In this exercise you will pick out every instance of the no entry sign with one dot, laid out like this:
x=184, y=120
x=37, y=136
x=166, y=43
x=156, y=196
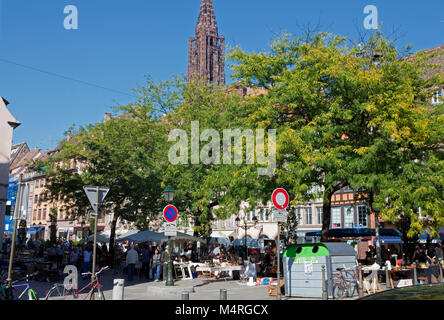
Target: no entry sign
x=280, y=198
x=170, y=213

____

→ Task brief:
Repeat the whole listing above word for word. Leave out the pictures.

→ Task response:
In this exercise you will pick out every instance of the no entry sign with one dot, laid out like this:
x=184, y=120
x=37, y=136
x=166, y=43
x=156, y=196
Target: no entry sign
x=280, y=198
x=170, y=213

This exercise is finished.